Stored entries
-------
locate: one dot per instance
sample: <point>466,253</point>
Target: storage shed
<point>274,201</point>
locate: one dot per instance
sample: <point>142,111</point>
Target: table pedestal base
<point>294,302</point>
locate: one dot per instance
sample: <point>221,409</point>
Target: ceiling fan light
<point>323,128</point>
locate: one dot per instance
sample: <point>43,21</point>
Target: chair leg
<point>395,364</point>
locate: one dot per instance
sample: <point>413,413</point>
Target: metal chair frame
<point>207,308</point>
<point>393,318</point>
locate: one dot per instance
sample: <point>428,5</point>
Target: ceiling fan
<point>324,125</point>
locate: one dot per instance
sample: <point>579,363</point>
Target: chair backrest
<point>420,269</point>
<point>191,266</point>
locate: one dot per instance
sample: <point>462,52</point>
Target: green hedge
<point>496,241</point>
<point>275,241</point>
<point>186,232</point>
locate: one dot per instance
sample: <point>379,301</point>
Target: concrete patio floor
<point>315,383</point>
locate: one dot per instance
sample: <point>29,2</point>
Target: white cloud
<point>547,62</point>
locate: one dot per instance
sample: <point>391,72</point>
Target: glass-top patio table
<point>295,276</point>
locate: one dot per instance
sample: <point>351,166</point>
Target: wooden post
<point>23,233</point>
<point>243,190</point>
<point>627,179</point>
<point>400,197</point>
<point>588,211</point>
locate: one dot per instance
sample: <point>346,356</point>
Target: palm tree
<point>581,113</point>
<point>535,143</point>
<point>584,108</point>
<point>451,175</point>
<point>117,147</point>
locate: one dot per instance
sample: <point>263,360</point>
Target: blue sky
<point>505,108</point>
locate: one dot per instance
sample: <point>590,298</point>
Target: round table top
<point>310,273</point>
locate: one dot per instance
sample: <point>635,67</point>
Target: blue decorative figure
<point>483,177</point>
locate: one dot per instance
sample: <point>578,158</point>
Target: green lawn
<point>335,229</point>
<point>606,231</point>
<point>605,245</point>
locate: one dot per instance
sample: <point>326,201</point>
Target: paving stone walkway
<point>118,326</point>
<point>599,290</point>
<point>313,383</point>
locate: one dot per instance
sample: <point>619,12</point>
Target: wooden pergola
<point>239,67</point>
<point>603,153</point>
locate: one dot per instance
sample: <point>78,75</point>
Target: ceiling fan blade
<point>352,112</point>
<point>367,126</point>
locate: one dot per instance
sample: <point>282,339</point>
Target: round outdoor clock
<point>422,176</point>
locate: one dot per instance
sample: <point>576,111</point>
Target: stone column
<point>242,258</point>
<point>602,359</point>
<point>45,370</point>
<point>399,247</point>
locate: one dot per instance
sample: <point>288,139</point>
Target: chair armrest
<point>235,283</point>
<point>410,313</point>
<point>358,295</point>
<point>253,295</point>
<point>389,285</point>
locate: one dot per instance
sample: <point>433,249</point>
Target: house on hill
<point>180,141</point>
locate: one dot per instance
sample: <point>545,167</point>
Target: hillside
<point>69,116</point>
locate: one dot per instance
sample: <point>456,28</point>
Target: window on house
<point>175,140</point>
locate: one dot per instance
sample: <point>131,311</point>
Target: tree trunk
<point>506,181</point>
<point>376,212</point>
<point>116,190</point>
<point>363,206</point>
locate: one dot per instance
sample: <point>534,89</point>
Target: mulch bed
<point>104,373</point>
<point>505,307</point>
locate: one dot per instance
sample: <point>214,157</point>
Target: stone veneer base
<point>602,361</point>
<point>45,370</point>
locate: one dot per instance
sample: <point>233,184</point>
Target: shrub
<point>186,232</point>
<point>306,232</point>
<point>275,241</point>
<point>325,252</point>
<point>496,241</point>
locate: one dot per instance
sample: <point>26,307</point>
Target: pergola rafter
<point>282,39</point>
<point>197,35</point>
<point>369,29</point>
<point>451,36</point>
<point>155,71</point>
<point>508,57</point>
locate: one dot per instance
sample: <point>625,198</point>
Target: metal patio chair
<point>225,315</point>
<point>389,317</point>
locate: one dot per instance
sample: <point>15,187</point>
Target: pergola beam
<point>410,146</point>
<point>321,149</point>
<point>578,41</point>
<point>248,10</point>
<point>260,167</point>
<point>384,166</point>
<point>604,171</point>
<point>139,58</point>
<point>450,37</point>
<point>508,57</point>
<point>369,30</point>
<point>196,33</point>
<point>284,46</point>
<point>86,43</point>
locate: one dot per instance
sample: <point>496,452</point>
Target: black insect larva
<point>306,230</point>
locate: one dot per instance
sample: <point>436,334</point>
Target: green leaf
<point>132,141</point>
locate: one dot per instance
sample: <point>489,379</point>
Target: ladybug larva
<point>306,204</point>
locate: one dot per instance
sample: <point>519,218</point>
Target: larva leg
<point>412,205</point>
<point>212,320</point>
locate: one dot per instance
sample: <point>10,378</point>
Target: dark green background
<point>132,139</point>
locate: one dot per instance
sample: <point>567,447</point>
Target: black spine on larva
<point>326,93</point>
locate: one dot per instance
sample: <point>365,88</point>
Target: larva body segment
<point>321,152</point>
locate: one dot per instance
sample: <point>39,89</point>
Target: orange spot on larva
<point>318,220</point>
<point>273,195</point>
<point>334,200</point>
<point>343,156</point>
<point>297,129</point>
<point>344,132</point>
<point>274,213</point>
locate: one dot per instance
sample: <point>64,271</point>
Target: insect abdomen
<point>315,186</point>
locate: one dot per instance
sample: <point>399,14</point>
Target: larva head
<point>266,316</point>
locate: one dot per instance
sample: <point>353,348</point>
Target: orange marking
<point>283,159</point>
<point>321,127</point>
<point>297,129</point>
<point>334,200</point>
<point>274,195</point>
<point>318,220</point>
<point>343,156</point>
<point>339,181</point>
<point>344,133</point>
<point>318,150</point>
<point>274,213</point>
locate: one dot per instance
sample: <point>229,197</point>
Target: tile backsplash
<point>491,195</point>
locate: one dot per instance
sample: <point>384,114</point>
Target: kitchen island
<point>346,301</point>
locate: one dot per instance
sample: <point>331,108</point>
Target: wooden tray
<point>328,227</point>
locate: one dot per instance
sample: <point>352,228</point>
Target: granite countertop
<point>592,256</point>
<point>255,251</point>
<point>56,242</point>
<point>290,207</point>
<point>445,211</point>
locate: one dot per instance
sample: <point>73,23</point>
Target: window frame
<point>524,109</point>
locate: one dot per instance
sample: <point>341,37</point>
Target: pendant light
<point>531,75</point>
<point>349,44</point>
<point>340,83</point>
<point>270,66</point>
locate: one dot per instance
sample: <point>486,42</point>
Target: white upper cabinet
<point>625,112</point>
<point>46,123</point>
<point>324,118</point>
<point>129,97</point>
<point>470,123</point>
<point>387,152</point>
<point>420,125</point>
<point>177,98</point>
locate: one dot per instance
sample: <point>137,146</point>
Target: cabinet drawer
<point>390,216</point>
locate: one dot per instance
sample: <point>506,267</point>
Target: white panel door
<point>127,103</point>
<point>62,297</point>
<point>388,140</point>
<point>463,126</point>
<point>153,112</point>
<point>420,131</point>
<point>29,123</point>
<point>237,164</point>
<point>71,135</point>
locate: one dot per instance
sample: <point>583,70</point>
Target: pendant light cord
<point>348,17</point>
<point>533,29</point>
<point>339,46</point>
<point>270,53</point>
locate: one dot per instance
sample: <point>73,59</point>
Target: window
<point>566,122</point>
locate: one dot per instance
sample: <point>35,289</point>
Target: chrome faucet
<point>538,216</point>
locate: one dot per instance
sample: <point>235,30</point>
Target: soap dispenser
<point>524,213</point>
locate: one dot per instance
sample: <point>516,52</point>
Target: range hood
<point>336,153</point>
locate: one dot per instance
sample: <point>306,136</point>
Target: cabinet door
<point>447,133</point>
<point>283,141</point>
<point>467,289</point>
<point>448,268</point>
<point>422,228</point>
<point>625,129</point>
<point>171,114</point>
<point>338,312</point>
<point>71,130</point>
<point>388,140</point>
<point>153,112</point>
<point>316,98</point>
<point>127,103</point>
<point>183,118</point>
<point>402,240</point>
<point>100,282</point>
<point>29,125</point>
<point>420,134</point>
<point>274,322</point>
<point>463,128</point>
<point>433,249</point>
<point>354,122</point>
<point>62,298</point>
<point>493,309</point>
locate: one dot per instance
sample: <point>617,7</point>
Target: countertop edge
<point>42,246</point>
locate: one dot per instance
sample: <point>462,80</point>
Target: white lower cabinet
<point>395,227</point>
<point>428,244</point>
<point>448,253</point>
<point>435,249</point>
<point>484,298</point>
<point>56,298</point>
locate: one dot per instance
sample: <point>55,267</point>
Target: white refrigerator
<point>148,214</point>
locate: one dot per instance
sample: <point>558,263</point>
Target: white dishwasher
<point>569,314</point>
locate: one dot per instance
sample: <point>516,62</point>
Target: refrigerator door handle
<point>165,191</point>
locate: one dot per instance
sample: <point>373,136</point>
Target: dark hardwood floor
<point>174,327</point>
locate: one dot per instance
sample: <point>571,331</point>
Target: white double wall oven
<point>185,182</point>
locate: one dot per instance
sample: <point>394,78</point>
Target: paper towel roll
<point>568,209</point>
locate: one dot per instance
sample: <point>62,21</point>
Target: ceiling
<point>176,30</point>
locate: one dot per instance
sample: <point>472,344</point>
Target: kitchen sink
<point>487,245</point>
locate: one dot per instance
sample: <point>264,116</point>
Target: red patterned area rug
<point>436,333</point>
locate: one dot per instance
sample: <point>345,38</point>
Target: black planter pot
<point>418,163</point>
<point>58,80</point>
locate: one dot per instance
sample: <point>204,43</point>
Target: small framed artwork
-------
» **TASK**:
Could you reproduce exactly the lines of the entries above, from the one with "sample: <point>583,70</point>" through the one with "sample: <point>35,289</point>", and nothing else?

» **WRITTEN RESPONSE**:
sample: <point>583,70</point>
Target: pendant light cord
<point>348,17</point>
<point>533,29</point>
<point>339,46</point>
<point>270,53</point>
locate: one dot per instance
sample: <point>73,59</point>
Target: window
<point>566,122</point>
locate: one dot per instance
sample: <point>35,289</point>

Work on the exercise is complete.